:: TEXT ::

In a UN Foundation conference call about climate change, from Svalbard, Norway on Thursday, Wirth said, “[W]e have to--I think, again as I’ve suggested before--undertake an aggressive program to go after those who are among the deniers, who are putting out these mistruths, and really call them for what they’re doing and make a battle out of it. They’ve had pretty much of a free ride so far, and that time has got to stop.”
Wirth also said it was a good thing that people such as weather forecasters have come together “to try to explain climate change and climate impacts when they’re doing the evening news and talking about the weather, which is where most people in the United States get their information. That’s going to be, I think over a period of time, an extremely important set of steps to take.”
“We also have to do a better job of having the scientific community being able to explain what they’re doing, and how they’re doing it, and why they’re doing it in very clear terms that are understandable to 300 million Americans,” said Wirth.
As for the recent fires in Southwest and the flooding in the Midwest, Wirth said: “While you can’t predict exactly from the climate models what’s going to happen, we know that the overall trend is going to be increased drought, increased flooding, increased number of fires. And we’re seeing exactly that sort of thing in the United States today with increased flooding this last year, with the fires that have swept, raging through Arizona and western New Mexico and Texas, the kind of dramatic climate impact that we have seen in the United States already.”
“Slowly but surely, people are going to connect the dots,” he said. “They’re going to understand that this is precisely the kind of significant change that has been predicted and that we’re slowly but surely seeing.”

:::
:: DATA IN THIS EXERCISE ::

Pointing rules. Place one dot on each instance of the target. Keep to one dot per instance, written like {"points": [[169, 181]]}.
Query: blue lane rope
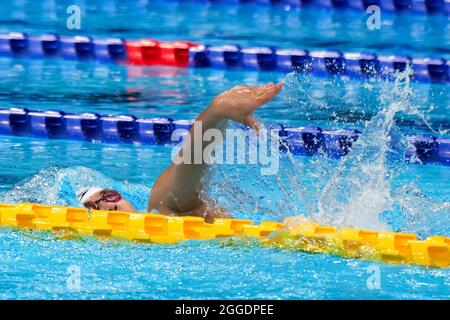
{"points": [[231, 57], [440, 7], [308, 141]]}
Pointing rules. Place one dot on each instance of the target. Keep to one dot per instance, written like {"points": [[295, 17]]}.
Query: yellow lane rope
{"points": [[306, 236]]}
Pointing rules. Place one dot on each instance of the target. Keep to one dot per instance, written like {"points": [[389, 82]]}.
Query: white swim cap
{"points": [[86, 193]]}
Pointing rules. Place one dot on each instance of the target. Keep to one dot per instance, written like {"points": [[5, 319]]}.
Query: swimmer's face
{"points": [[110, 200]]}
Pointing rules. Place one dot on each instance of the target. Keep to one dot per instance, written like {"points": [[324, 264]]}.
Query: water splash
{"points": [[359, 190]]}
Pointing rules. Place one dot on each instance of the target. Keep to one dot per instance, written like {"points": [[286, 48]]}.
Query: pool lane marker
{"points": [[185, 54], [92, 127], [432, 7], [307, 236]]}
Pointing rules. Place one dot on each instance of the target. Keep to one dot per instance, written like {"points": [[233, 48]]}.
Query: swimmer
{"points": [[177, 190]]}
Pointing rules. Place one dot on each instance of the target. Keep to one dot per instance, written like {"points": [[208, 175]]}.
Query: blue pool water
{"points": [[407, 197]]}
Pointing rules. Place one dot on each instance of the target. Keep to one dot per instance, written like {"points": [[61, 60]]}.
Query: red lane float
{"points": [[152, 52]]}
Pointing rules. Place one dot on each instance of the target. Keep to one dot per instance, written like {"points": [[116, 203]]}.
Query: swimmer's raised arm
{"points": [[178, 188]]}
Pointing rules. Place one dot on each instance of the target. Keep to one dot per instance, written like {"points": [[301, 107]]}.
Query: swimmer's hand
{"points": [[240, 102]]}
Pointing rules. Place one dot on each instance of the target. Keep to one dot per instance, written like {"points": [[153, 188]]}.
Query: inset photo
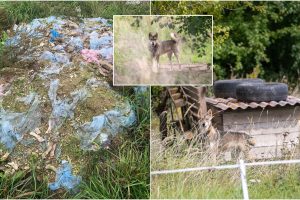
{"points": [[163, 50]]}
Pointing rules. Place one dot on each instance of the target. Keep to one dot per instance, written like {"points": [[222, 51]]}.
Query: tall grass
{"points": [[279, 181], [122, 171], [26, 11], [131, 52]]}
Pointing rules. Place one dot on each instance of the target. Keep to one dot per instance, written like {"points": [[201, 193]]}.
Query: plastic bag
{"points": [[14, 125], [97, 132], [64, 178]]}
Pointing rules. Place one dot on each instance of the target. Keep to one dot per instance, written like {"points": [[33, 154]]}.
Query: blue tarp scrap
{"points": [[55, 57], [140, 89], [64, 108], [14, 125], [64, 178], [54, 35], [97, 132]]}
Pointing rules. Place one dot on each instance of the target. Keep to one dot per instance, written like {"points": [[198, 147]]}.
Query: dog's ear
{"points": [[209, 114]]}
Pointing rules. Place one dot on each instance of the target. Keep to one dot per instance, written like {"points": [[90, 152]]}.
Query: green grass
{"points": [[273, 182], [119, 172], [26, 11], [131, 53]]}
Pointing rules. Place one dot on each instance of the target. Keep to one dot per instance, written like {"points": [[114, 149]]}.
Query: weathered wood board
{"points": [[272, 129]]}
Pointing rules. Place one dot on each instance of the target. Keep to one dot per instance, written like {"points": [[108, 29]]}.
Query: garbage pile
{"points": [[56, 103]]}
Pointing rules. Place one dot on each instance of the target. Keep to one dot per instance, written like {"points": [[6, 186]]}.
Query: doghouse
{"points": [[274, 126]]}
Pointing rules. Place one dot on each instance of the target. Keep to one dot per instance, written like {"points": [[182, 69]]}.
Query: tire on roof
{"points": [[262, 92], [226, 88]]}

:::
:: DATA IN THIS EXERCISE ::

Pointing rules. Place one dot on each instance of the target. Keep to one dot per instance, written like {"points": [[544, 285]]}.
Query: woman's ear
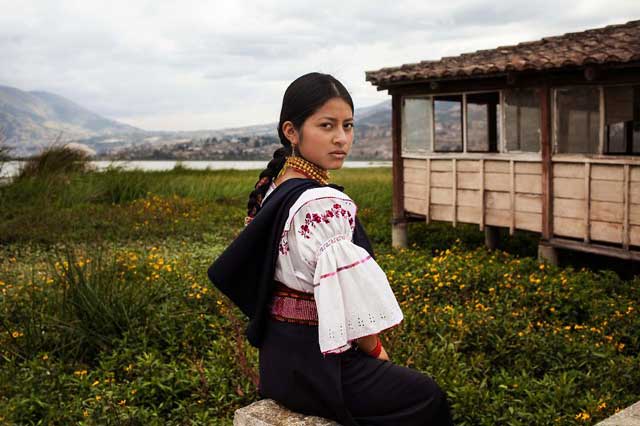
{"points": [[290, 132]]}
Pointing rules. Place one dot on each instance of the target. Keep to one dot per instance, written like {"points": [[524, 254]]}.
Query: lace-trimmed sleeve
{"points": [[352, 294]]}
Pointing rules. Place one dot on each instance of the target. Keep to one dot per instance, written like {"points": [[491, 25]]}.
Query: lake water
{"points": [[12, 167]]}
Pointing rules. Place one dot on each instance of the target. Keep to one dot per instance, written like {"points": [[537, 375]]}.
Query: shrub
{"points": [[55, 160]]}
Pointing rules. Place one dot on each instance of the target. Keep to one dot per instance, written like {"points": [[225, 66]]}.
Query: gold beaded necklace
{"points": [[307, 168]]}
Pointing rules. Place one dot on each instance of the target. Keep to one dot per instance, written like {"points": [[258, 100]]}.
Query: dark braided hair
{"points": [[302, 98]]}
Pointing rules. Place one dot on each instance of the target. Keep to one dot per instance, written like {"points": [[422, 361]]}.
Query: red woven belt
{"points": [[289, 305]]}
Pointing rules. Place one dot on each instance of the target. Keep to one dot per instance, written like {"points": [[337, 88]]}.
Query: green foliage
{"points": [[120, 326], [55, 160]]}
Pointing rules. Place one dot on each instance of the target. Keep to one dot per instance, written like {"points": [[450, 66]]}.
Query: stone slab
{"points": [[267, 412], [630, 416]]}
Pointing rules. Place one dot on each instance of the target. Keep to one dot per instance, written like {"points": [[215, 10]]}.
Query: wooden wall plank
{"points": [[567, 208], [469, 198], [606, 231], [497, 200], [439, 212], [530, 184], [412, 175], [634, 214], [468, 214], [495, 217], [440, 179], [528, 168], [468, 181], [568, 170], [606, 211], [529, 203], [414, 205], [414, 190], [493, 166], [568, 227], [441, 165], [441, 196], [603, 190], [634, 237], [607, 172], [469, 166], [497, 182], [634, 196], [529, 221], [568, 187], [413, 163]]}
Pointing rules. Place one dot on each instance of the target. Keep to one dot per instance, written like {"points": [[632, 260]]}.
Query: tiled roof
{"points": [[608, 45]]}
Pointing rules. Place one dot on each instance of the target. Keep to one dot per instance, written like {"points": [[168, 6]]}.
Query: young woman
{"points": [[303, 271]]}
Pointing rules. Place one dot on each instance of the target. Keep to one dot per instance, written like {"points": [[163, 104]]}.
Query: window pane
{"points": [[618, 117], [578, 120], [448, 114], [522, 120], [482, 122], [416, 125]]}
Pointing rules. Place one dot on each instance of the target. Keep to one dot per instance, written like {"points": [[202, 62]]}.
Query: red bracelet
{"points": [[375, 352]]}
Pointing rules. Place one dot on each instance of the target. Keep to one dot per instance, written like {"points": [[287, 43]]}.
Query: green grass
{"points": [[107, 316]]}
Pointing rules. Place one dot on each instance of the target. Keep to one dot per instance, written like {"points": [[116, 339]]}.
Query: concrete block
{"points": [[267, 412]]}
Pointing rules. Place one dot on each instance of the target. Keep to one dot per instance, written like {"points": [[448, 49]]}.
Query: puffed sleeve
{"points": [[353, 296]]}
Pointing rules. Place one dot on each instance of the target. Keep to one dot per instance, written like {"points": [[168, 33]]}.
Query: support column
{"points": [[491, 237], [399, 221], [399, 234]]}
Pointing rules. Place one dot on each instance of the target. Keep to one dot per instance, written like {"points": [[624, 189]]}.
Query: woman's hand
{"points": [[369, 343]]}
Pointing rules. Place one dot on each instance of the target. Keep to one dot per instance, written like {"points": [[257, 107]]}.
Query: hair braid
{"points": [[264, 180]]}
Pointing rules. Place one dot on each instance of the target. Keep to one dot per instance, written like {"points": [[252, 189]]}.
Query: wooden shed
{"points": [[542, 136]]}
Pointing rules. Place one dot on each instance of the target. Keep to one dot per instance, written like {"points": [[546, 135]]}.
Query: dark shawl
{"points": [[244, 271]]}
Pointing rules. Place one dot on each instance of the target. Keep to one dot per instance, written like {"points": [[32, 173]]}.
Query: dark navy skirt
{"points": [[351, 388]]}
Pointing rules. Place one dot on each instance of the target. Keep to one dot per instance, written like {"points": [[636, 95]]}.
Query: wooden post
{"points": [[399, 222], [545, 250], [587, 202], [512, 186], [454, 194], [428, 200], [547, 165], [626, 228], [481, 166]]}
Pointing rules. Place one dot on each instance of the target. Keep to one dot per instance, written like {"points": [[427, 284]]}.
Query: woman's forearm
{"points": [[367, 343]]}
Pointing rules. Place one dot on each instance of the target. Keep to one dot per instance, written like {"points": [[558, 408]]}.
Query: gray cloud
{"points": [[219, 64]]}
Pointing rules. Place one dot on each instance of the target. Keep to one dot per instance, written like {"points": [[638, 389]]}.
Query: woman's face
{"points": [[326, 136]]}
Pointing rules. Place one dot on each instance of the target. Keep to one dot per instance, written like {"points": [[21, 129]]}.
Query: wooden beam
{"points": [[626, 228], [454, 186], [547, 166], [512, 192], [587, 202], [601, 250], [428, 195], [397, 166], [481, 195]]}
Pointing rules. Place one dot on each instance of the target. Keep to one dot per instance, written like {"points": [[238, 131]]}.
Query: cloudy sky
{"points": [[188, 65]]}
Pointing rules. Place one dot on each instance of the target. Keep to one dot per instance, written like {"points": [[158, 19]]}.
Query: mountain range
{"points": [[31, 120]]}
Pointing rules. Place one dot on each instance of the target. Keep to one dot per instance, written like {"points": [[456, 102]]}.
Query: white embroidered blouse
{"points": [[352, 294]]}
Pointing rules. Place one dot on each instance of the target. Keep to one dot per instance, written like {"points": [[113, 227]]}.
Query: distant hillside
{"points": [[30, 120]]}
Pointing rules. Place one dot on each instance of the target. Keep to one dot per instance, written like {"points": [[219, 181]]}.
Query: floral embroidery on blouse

:::

- TO BE DONE:
• A. Answer these questions from the text on climate change:
(i) From where did Wirth speak during the UN Foundation conference call?
(ii) Through which places does Wirth say the fires have swept?
(iii) To how many Americans does Wirth say the scientific community must make its work understandable?
• B. Identify every line in the listing that contains the string "swimmer", and copy each of those lines.

- SOLVED PROBLEMS:
• A.
(i) Svalbard, Norway.
(ii) Arizona, western New Mexico and Texas.
(iii) 300 million.

• B.
Query: swimmer's face
Query: swimmer
Query: swimmer's raised arm
Query: swimmer's hand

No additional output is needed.